■ Do this
Copy the records below line for line, leaving out the pictures.

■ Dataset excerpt
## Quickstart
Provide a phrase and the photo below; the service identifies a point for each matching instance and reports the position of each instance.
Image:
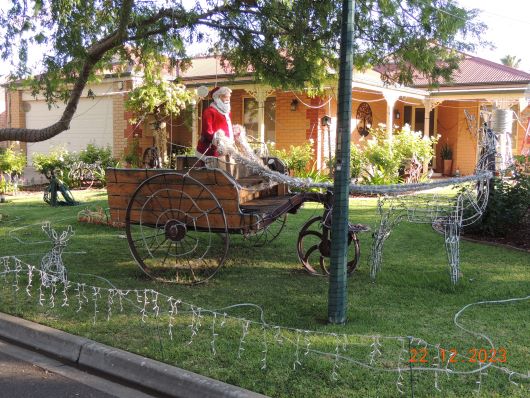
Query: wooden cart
(178, 222)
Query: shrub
(12, 162)
(384, 158)
(11, 167)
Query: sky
(508, 24)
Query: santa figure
(215, 118)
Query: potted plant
(447, 155)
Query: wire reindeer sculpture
(448, 213)
(52, 267)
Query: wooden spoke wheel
(266, 235)
(314, 248)
(176, 229)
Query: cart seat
(273, 207)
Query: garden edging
(134, 369)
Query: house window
(415, 118)
(250, 118)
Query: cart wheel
(268, 234)
(176, 229)
(314, 248)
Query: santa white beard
(223, 107)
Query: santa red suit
(214, 118)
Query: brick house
(291, 118)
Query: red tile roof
(475, 71)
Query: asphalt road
(28, 374)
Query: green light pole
(338, 289)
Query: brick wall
(16, 117)
(292, 127)
(119, 123)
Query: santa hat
(218, 91)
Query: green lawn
(296, 353)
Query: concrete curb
(134, 369)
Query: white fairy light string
(301, 341)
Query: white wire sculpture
(377, 353)
(52, 263)
(447, 213)
(450, 213)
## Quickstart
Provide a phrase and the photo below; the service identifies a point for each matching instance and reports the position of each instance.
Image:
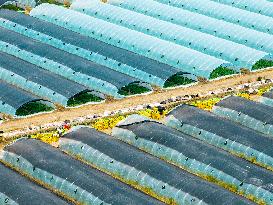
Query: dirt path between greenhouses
(155, 97)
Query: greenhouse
(41, 82)
(251, 114)
(186, 59)
(195, 156)
(123, 61)
(222, 133)
(263, 7)
(20, 190)
(219, 28)
(73, 179)
(227, 13)
(237, 54)
(13, 100)
(108, 81)
(115, 154)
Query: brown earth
(155, 97)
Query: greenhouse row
(88, 51)
(205, 157)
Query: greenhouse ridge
(97, 50)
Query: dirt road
(133, 101)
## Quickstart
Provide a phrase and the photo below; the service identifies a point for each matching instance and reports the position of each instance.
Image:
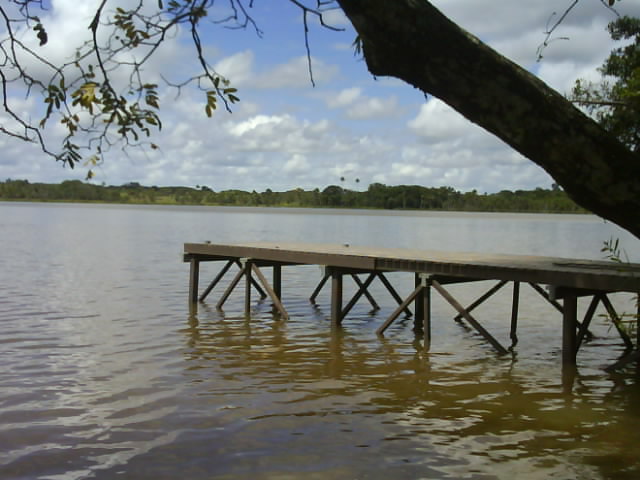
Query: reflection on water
(106, 374)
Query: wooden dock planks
(568, 279)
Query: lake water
(106, 374)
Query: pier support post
(418, 318)
(336, 296)
(513, 334)
(277, 281)
(194, 275)
(246, 265)
(423, 308)
(569, 325)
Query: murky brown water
(106, 374)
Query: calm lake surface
(105, 373)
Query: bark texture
(413, 41)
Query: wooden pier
(560, 281)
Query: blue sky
(285, 133)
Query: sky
(285, 133)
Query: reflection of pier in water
(567, 280)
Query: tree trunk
(413, 41)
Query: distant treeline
(377, 195)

■ Answer in full
## Quickstart
Provide a phrase and the photo below; the service identifies a point for each matching instance and reports the position of each instance.
Image:
Query: wooden cart
(178, 222)
Query: shrub
(12, 162)
(384, 158)
(11, 167)
Query: sky
(508, 24)
Query: santa figure
(215, 118)
Query: potted plant
(447, 155)
Query: wire reindeer sculpture
(448, 213)
(52, 267)
Query: wooden spoke wheel
(266, 235)
(314, 248)
(176, 229)
Query: cart seat
(273, 207)
Query: garden edging
(134, 369)
Query: house window
(415, 118)
(250, 118)
Query: cart wheel
(268, 234)
(176, 229)
(314, 248)
Query: santa white beard
(223, 107)
Query: santa red suit
(214, 118)
Query: brick house
(291, 118)
Query: red tile roof
(475, 71)
Query: asphalt road
(28, 374)
Query: green light pole
(338, 289)
Query: brick wall
(16, 117)
(292, 127)
(119, 123)
Query: santa hat
(218, 91)
Query: green lawn
(296, 353)
Query: concrete curb
(134, 369)
Query: white fairy light string
(301, 341)
Query: white wire sculpture
(377, 353)
(52, 263)
(447, 213)
(450, 213)
## Quickstart
Provide a phrase and the photo below; the service identifies a point for each matching instance and reports the position of each instance.
Image:
Query: dirt path between greenhouses
(155, 97)
Query: greenhouse
(41, 82)
(251, 114)
(186, 59)
(195, 156)
(123, 61)
(222, 133)
(263, 7)
(20, 190)
(219, 28)
(73, 179)
(227, 13)
(237, 54)
(13, 100)
(108, 81)
(115, 154)
Query: brown earth
(155, 97)
Query: greenhouse row
(88, 51)
(205, 157)
Query: greenhouse ridge
(97, 50)
Query: dirt road
(133, 101)
## Quickstart
Provide a phrase and the photo below; the service identifies a point for each matching instance and reports the position of each instance.
Image:
Query: reflection on water
(106, 374)
Query: wooden dock planks
(568, 279)
Query: lake water
(106, 374)
Query: pier support post
(418, 318)
(336, 296)
(513, 334)
(277, 281)
(194, 275)
(246, 265)
(423, 308)
(569, 325)
Query: murky brown water
(106, 374)
Query: calm lake surface
(105, 373)
Query: bark texture
(413, 41)
Query: wooden pier
(560, 281)
Query: blue sky
(285, 133)
Query: sky
(285, 133)
Query: reflection of pier in water
(567, 280)
Query: tree trunk
(413, 41)
Query: distant treeline
(377, 195)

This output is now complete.